> [MATERIAL SUPPLIED]
☆ ☆ ☆ ☆ ☆ ☆ ☆

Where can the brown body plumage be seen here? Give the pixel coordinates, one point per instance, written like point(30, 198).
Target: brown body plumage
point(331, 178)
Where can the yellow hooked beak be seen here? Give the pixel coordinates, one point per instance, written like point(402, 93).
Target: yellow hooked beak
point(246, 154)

☆ ☆ ☆ ☆ ☆ ☆ ☆

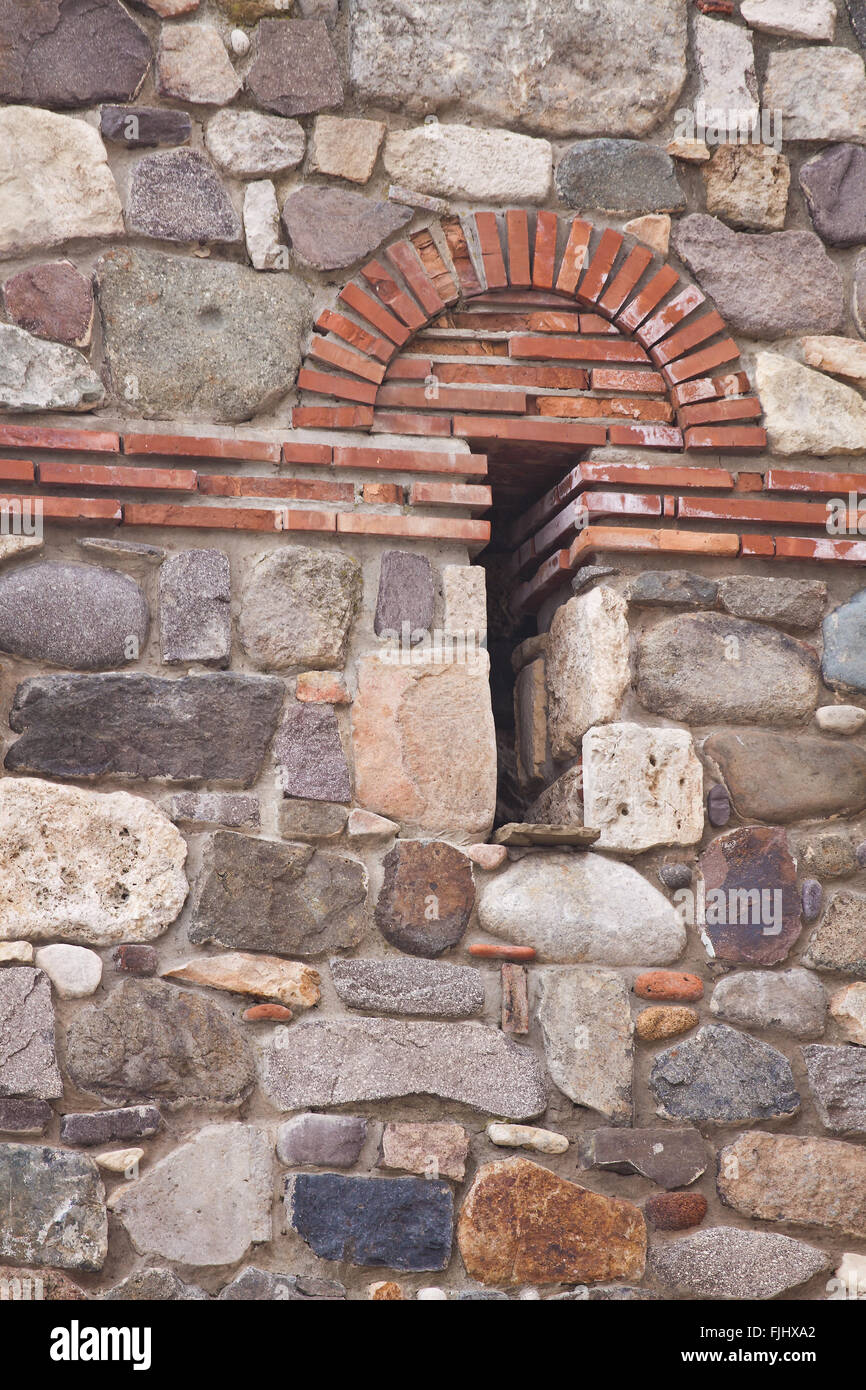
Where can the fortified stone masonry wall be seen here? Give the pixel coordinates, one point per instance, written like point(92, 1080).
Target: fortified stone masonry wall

☆ ☆ ☆ ☆ ☆ ☆ ☆

> [EXERCISE AIM] Every line above that includes the word "stone" must appear in the answer.

> [WRITTEN ANSWER]
Where can the fortified stone masonry wall be seen here? Give the pixel coordinates, one point per instance, written like point(92, 1080).
Target: fortified stone masonry wall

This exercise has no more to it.